**THE PROBLEM**. Don't copy the pictures; return every other part of the records exactly.

Collected data:

......

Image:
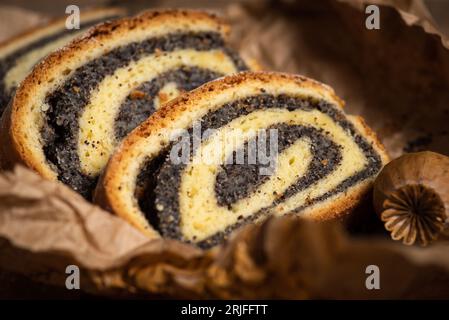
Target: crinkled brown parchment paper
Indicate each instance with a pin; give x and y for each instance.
(396, 77)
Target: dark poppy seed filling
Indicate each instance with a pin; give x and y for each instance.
(160, 178)
(137, 108)
(9, 61)
(61, 129)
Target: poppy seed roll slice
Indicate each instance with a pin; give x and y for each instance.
(325, 160)
(76, 106)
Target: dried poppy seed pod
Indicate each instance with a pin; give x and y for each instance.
(411, 196)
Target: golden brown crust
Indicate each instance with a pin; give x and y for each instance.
(15, 138)
(108, 192)
(56, 24)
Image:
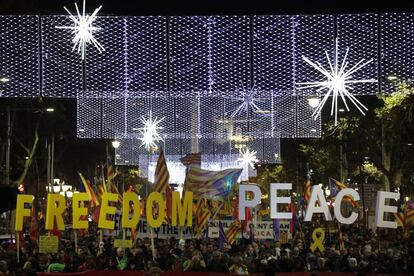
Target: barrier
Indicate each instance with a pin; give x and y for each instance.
(193, 273)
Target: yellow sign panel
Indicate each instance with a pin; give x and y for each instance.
(123, 243)
(48, 244)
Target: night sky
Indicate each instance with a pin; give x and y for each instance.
(81, 155)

......

**RESULT OF THE EXERCISE**.
Image:
Target: crinkled brown parchment paper
Indicate each instance with a pin; give x and y for each instance.
(396, 77)
Target: dark poppy seed filling
Indicate each instance with a pin; give x and y for each instance.
(160, 178)
(137, 108)
(9, 61)
(61, 129)
Target: poppy seed roll slice
Indicate each instance with a pin; give x and y for each instance.
(325, 160)
(76, 106)
Target: dried poppy seed pod
Indicate each instance with a pin; give x and y for each instance.
(411, 196)
Target: golden brown crust
Indicate each instance with a pin; give x and y for each instance.
(15, 138)
(108, 192)
(56, 24)
Image:
Target: barrier
Indicate each instance with a pin; give x and y for each instance.
(193, 273)
Target: yellow sign panel
Indicate each instance with a pin; give x and y for each instance.
(123, 243)
(48, 244)
Target: night sky
Indicate each instance with a pin; give x and y for each instance.
(81, 155)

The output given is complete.